* [WHAT THE EXERCISE ASKS]: Print only the line with "[tag] paving stone: a pin per instance" and the lines after it, ending with the last line of the material, each exactly as it stands.
===============
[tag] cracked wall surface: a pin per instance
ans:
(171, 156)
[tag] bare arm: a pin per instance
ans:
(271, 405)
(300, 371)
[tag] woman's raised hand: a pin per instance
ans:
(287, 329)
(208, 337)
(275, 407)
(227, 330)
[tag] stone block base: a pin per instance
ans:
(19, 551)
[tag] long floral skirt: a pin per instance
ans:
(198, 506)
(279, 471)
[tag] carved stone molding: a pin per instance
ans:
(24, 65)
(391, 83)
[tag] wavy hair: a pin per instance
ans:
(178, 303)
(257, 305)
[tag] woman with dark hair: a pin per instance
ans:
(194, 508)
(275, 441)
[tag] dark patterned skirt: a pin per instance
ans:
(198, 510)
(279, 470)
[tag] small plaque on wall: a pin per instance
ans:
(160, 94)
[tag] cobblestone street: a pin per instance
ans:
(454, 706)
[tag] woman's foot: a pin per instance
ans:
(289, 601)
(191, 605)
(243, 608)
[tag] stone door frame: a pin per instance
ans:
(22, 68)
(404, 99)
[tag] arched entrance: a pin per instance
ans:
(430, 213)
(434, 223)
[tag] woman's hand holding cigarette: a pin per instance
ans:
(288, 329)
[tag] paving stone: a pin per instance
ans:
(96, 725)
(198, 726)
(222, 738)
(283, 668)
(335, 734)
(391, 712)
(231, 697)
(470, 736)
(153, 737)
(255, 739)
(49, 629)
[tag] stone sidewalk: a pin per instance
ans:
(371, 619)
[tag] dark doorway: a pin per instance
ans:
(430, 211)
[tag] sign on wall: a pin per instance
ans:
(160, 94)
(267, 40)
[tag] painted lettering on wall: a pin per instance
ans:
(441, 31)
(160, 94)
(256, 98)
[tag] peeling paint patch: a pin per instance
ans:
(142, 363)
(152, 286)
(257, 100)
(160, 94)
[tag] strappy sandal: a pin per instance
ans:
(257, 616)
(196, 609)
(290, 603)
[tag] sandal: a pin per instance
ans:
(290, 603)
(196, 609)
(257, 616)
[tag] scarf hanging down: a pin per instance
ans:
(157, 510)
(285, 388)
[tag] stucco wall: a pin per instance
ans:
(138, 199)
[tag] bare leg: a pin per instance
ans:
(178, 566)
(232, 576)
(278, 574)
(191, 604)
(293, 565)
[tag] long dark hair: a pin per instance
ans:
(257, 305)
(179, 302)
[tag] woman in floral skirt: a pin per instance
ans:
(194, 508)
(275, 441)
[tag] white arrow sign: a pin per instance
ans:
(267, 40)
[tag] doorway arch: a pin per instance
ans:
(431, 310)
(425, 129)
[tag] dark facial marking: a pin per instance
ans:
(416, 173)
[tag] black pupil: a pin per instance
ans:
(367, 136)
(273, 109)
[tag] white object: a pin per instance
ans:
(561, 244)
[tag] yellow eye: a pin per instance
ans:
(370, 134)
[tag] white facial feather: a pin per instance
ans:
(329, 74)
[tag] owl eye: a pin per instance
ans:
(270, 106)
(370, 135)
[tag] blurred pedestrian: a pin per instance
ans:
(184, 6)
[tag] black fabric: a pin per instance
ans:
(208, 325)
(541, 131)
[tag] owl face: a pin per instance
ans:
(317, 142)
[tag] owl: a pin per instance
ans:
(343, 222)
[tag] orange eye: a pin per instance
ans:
===============
* [TASK RESULT]:
[tag] paving stone: a pin per instance
ans:
(96, 725)
(198, 726)
(222, 738)
(283, 668)
(335, 734)
(391, 712)
(231, 697)
(470, 736)
(153, 737)
(255, 739)
(49, 629)
[tag] stone sidewalk: a pin per instance
ans:
(371, 619)
[tag] dark doorway: a pin per instance
ans:
(430, 211)
[tag] sign on wall: a pin per instance
ans:
(160, 94)
(267, 40)
[tag] painted lettering on wall: a pin per instance
ans:
(441, 31)
(160, 94)
(256, 98)
[tag] peeling paint patch: a pin per instance
ans:
(142, 363)
(152, 286)
(257, 100)
(160, 94)
[tag] strappy sandal: a pin per instance
ans:
(257, 616)
(196, 609)
(290, 603)
[tag] sandal: a pin per instance
ans:
(290, 603)
(196, 609)
(257, 616)
[tag] scarf hanging down: a pin per instance
ans:
(157, 510)
(285, 388)
[tag] stucco wall: a pin per instance
ans:
(138, 199)
[tag] bare leg: a pin per instance
ans:
(178, 566)
(232, 576)
(278, 574)
(191, 604)
(293, 565)
[tag] long dark hair: a pin per instance
ans:
(257, 305)
(179, 302)
[tag] woman in floral skirt: a pin per instance
ans:
(194, 508)
(275, 441)
[tag] white arrow sign: a pin per instance
ans:
(267, 40)
[tag] doorway arch: a pin per instance
ans:
(431, 310)
(425, 129)
[tag] dark facial marking: a pin per instance
ans:
(416, 173)
[tag] black pupil: a pin per instance
ans:
(367, 136)
(273, 109)
[tag] white object: a pin per instance
ans:
(561, 244)
[tag] yellow eye: a pin per instance
ans:
(370, 134)
[tag] white facial feather: a pin per instance
ans:
(329, 74)
[tag] owl eye: a pin per instance
ans:
(270, 106)
(370, 135)
[tag] blurred pedestrian: a pin per instance
ans:
(184, 6)
[tag] black fabric: a pin per instance
ans:
(208, 325)
(541, 131)
[tag] owl face: a pin per instance
ans:
(317, 142)
[tag] owl: a pin per instance
ans:
(343, 222)
[tag] orange eye: a pin per instance
ans:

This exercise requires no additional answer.